List every politician named in the discussion below, using the names as they appear in it.

→ **Document**:
** Start **

I'm wondering why people keep bringing up John Tory in these discussions. The guy had some odd ideas in his last campaign, he's never won a high profile election, and worst of all, he supported Ford! I don't get the love for the guy.

Listen to his show between 4-7pm over a period of tim
 
The city suburbs don't WANT a fiscal conservative. They want someone who'll subsidise inefficient anti-market suburban lifestyles in the hollow name of fiscal responsibility.

Agree.

Dalton McGuinty is the most fiscally responsible politician out there:

Strongly disagree. None of the provincial leaders are fiscally responsible. But the Moody's downgrade of Ontario may help bring about some as bond yields are Ontario's debt will start putting serious pressure on the province's finances as the province is forced to take on and refinance its debt.

The inner city of Toronto needs nothing short of an authoritarian government that'll cut through the red tape to provide us with the world-class public realm we deserve due to our immense productivity and enhanced efficiency through density.

Sounds like you're looking for China. I hear they're good at this sort of thing.
 
Strongly disagree. None of the provincial leaders are fiscally responsible. But the Moody's downgrade of Ontario may help bring about some as bond yields are Ontario's debt will start putting serious pressure on the province's finances as the province is forced to take on and refinance its debt.

Conservatives and NDP want to subsidise gas prices and/or lower energy prices artificially. Those sorts of horrible populist measures would do more damage to Ontario's future than anything McGuinty has done.

By raising taxes and energy prices the province is responsibly reducing environmental damage and providing the people of Ontario with the best healthcare and education out of any Canadian province.

Not all he's done has worked out that smoothly, but out of the three he is the only one offering a coherent plan.

Sounds like you're looking for China. I hear they're good at this sort of thing.

I'm looking for someone who'll govern for people and not for spaces of land. Vast suburban wastelands get much more service per capita than dense downtown neighbourhoods for no reason other than the fact people there live less efficiently.

I demand neighbourhoods get a budget allocated on a per-capita basis.

** End **

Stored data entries

** Start **

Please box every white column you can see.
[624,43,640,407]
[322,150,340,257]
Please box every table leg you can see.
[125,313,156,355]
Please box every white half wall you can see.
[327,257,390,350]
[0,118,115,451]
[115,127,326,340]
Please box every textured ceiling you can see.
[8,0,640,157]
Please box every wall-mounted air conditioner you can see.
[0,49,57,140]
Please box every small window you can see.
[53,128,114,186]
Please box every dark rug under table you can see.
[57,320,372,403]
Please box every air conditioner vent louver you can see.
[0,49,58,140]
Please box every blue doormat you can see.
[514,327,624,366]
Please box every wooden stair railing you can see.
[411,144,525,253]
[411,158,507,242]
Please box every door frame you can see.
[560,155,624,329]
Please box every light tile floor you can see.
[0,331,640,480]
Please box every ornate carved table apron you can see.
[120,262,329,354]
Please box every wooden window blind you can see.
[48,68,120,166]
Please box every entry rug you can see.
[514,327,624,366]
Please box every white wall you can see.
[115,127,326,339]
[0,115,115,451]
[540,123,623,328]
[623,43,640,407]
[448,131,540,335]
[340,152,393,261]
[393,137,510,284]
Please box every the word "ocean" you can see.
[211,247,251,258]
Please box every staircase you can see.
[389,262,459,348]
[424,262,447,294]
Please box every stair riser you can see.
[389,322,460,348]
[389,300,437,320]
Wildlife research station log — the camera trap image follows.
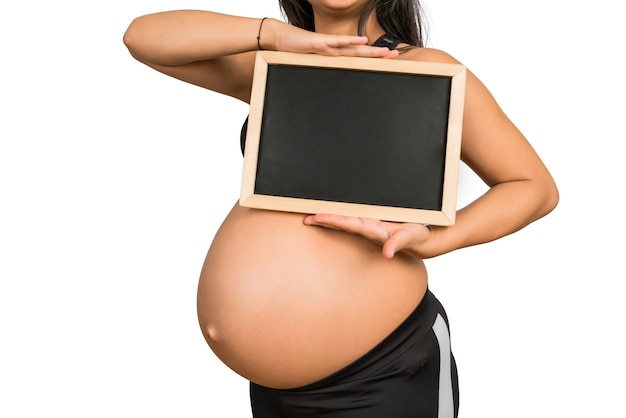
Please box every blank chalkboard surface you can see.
[240,51,465,225]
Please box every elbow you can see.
[538,177,559,218]
[122,19,139,58]
[122,17,150,62]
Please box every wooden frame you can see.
[240,51,466,225]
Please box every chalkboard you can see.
[240,51,465,225]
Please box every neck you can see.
[313,10,385,43]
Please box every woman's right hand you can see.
[260,19,398,58]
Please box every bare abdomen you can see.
[198,202,427,388]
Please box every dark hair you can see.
[278,0,426,47]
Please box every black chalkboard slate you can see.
[240,52,464,224]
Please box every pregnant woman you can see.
[124,0,558,418]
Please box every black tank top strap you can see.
[372,34,400,49]
[239,117,248,154]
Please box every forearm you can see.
[419,180,558,258]
[124,10,278,66]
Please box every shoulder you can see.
[397,48,461,64]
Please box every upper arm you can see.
[414,50,552,187]
[136,52,255,103]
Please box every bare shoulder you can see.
[397,48,461,64]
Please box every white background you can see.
[0,0,626,418]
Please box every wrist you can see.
[257,17,279,51]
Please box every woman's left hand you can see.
[304,213,431,258]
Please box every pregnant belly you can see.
[198,205,427,388]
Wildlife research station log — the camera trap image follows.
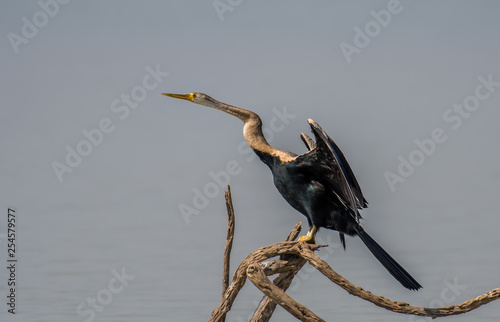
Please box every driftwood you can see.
[209,186,500,321]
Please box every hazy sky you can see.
[0,0,500,321]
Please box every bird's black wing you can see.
[297,120,367,221]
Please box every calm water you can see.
[1,194,500,321]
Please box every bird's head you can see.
[161,92,218,108]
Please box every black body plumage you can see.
[255,120,422,290]
[164,93,422,290]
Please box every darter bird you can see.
[162,93,422,291]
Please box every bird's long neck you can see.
[205,102,295,163]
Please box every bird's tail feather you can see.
[356,227,422,291]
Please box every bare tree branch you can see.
[221,185,235,321]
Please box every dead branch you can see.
[221,185,235,321]
[209,187,500,321]
[247,264,324,322]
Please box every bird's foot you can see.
[299,235,316,244]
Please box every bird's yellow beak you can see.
[161,93,194,101]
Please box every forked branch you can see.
[209,187,500,321]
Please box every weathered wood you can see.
[250,222,307,322]
[247,264,324,321]
[221,185,235,321]
[209,186,500,322]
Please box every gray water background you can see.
[0,1,500,322]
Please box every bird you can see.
[162,92,422,291]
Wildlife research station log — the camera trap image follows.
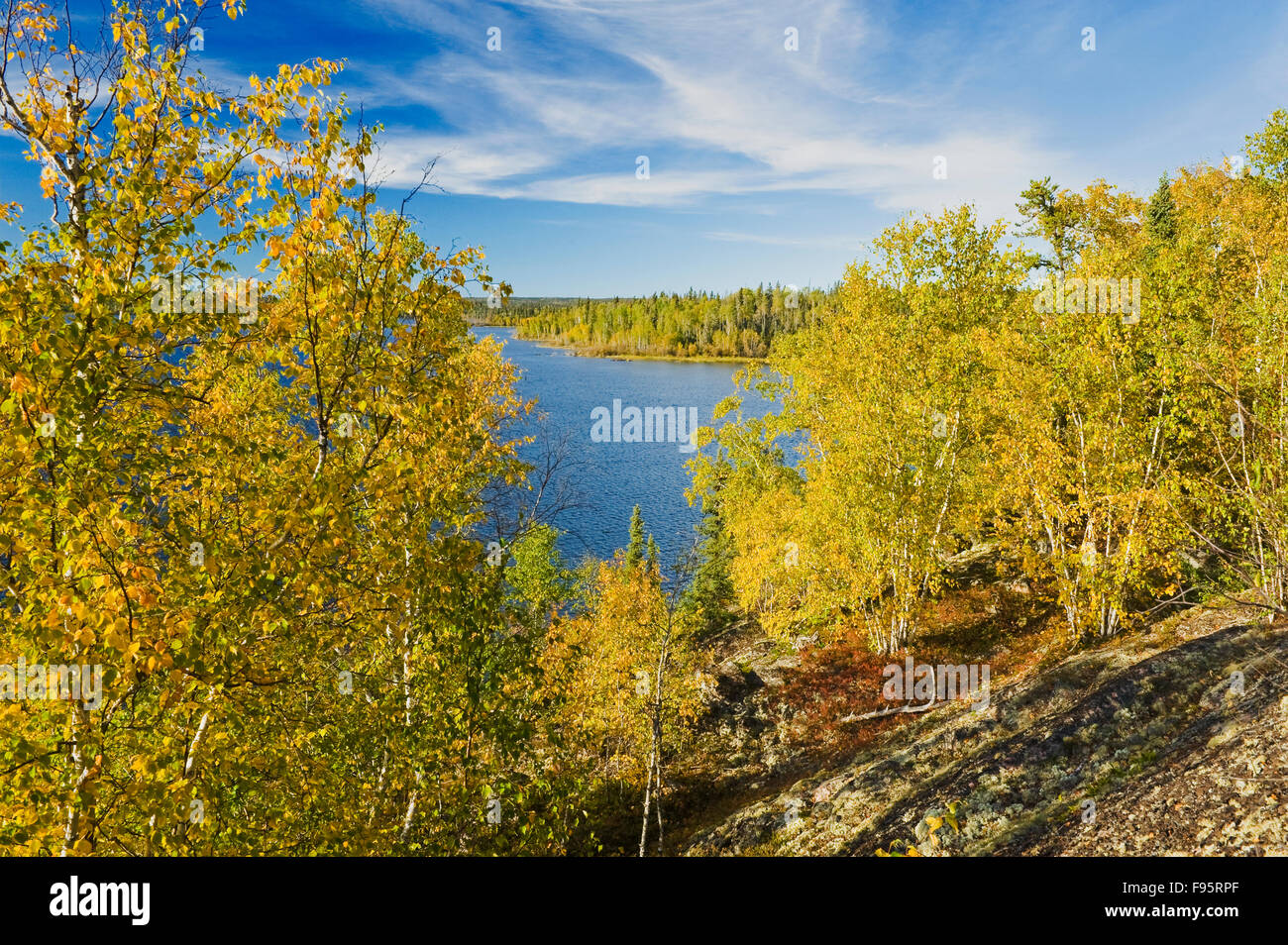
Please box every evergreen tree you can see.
[687,501,734,630]
[1145,173,1176,246]
[626,506,644,568]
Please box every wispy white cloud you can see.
[342,0,1097,215]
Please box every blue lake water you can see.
[472,326,770,563]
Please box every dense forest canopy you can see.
[0,0,1288,856]
[477,284,836,358]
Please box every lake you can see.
[472,326,770,566]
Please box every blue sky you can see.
[0,0,1288,296]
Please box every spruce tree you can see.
[626,506,644,568]
[1145,173,1176,246]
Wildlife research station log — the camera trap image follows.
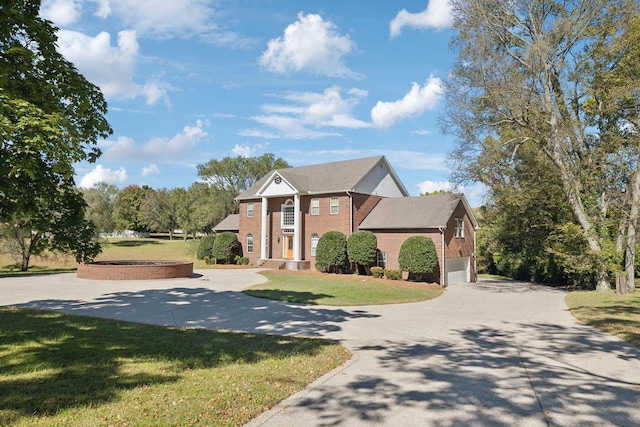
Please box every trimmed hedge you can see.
[384,268,402,280]
[371,266,384,279]
[347,230,378,274]
[398,236,438,280]
[316,231,347,273]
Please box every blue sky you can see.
[41,0,480,205]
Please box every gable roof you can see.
[236,156,409,200]
[213,214,240,233]
[358,193,478,230]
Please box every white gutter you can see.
[347,190,353,236]
[438,227,444,288]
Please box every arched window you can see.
[311,233,320,256]
[281,199,295,227]
[247,234,253,253]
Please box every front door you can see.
[283,235,293,259]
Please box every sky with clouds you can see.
[41,0,480,204]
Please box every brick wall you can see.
[77,261,193,280]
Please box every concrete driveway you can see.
[0,270,640,426]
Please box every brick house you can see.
[229,156,477,285]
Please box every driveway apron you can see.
[0,270,640,427]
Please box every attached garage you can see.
[359,194,478,286]
[444,257,471,285]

** End **

→ **Finished exercise**: John Tory, Ford, Dalton McGuinty